> The data

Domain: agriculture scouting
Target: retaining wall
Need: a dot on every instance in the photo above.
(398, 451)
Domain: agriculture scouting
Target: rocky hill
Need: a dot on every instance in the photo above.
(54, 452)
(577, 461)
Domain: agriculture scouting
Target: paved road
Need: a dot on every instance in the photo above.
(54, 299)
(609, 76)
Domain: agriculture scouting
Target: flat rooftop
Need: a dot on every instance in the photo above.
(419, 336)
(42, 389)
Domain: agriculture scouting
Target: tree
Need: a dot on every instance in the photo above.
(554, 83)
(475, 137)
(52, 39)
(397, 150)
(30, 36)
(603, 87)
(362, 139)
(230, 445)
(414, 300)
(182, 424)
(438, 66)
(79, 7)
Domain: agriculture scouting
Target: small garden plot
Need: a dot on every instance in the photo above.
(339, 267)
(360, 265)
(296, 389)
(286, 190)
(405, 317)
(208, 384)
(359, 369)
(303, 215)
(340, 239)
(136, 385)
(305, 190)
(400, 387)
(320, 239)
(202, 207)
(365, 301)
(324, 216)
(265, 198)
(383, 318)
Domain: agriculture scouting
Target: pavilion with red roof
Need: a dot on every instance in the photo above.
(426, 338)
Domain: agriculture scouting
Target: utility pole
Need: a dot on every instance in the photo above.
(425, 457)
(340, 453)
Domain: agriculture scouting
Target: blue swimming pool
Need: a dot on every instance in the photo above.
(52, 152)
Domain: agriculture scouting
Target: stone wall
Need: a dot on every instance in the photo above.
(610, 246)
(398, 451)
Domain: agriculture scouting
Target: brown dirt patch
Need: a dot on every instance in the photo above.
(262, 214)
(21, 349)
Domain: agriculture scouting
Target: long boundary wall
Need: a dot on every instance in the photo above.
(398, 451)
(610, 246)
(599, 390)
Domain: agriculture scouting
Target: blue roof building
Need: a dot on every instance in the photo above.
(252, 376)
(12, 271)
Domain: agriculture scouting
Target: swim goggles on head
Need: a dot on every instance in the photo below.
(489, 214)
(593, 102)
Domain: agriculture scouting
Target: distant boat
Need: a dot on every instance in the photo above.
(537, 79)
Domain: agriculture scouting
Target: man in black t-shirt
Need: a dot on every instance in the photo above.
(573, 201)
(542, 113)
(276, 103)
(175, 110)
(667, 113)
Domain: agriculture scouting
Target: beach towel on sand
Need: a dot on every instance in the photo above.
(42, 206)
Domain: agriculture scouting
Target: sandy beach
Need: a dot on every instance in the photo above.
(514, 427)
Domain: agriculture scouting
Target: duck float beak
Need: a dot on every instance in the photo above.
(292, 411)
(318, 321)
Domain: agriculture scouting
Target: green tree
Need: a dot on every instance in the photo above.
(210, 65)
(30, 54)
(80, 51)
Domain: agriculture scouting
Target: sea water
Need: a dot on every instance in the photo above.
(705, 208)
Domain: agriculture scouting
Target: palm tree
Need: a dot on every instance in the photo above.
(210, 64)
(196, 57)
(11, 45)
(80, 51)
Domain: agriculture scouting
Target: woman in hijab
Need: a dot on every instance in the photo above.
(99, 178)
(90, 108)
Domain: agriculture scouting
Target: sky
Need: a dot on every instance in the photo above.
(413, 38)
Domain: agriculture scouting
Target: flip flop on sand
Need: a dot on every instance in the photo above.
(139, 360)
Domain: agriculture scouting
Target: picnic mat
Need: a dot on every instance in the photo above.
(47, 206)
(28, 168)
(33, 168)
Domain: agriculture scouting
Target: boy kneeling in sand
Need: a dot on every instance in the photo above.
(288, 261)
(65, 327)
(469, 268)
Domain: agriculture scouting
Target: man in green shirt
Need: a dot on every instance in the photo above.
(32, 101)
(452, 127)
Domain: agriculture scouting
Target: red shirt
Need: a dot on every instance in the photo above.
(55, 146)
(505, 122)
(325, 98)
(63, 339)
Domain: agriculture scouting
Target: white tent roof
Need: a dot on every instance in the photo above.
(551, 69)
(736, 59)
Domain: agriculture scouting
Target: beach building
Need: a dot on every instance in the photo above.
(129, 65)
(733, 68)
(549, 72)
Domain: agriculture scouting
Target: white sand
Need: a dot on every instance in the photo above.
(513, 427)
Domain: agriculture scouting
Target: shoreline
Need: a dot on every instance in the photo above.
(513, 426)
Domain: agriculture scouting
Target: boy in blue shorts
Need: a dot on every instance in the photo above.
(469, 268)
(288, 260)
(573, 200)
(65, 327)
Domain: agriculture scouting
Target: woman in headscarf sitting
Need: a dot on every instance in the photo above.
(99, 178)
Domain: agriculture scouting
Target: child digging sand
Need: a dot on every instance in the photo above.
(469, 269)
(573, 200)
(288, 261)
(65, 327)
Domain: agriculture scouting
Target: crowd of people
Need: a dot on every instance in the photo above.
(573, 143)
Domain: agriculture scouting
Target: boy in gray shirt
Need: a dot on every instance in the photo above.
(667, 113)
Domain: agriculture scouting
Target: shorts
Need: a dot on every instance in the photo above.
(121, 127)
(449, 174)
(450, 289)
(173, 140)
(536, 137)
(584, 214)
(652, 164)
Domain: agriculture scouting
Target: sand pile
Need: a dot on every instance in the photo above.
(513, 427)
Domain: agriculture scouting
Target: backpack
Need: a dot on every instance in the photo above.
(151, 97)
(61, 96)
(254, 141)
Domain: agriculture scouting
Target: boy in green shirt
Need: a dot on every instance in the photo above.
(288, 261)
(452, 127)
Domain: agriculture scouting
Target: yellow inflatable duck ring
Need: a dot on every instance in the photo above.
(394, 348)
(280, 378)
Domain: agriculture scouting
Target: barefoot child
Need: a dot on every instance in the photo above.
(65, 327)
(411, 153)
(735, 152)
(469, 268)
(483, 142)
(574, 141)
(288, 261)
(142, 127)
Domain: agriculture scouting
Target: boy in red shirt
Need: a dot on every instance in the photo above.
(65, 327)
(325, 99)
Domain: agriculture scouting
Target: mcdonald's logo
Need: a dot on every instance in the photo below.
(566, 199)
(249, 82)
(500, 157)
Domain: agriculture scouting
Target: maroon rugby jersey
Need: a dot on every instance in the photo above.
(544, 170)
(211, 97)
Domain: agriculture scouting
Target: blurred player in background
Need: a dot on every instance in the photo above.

> Your task
How many of the lines above include "white"? Only the number should be given.

> Solution to the problem
2